Excerpts from point annotation data
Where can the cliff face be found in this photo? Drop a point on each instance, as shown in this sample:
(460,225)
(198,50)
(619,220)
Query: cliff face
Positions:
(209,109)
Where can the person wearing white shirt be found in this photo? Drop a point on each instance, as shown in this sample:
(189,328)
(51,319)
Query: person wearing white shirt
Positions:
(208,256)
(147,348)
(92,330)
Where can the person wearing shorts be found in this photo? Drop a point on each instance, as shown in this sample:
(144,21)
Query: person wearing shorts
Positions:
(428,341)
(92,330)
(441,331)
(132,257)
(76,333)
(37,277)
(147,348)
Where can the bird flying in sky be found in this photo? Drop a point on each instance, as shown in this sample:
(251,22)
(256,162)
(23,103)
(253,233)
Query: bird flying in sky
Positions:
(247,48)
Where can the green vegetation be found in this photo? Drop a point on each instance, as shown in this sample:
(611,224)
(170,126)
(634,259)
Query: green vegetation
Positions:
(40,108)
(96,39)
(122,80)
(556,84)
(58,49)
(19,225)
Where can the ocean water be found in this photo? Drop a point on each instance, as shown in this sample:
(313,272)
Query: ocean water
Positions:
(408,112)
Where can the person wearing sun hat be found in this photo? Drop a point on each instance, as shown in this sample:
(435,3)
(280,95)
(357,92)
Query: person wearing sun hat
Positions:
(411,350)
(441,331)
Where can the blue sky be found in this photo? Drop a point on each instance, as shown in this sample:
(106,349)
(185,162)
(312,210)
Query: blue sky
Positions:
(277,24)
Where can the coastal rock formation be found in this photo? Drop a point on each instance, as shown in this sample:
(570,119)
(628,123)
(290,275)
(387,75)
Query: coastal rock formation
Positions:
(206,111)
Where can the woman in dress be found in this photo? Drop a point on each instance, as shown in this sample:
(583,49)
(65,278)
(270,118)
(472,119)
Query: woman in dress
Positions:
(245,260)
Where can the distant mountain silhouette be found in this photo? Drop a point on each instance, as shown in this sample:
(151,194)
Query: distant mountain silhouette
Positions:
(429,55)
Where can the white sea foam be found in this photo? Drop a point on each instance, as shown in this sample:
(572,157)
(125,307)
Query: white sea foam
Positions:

## WORK INSTRUCTIONS
Reproduce every item above word for word, with no changes.

## WRITTEN ANSWER
Where can the cliff face be found in this photo? Drop a point on each instance, as shown in this sample:
(460,225)
(198,50)
(619,220)
Query: cliff face
Positions:
(209,109)
Where can the person wearing white shirt be found in this photo? Drop a point on each instance, as shown in this sample:
(189,328)
(51,319)
Query: person wearing white shirt
Positions:
(208,256)
(147,348)
(92,330)
Where can the person wearing shorts be found in this photo? Drop a point on each instance, as shown in this sample:
(144,21)
Query: person wearing shorts
Positions:
(428,341)
(92,330)
(441,331)
(132,257)
(76,333)
(37,277)
(147,348)
Where can the bird flying in sky be found in this photo? Drop a point on each instance, as shown in this sample:
(251,22)
(256,162)
(23,103)
(253,233)
Query: bird flying in sky
Positions:
(247,48)
Where can the green vegetation be found in this photo? Drop a point on each instance, as shown in this sample:
(611,224)
(170,126)
(634,259)
Query: green vegetation
Positions:
(40,108)
(96,39)
(122,80)
(556,84)
(58,49)
(19,225)
Where can the ocean water be found in this photo? Drop a point on each instance, as shown in this sample:
(313,272)
Query: ocean water
Positions:
(408,112)
Where can the person wearing sun hat be found in this photo? Drop a point on each instance, as shown in this sample:
(435,3)
(280,95)
(357,92)
Query: person wearing sun hat
Positions:
(411,350)
(441,331)
Where can the blue sky be found in this photo? Drop a point on each instance, as shown in this sample:
(106,349)
(185,162)
(312,210)
Query: blue sky
Positions:
(277,24)
Where can the coastal rock formation be found in this photo? Drop a point on each instance, as shown in this sample:
(570,119)
(628,123)
(290,275)
(387,75)
Query: coastal rock formation
Positions:
(206,111)
Where can the woman in dress be found in this photo? Drop a point on each instance, as shown in this sample:
(583,49)
(65,278)
(270,118)
(472,119)
Query: woman in dress
Positions:
(245,260)
Where can the distant mountain silhouette be found in this photo? Drop a point on each instance, as shown in this sample:
(151,194)
Query: distant mountain silhouette
Positions:
(429,55)
Where can the white sea foam be found in this photo? Drop a point on each instance, as shown in this sample:
(572,157)
(125,307)
Query: white sea foam
Positions:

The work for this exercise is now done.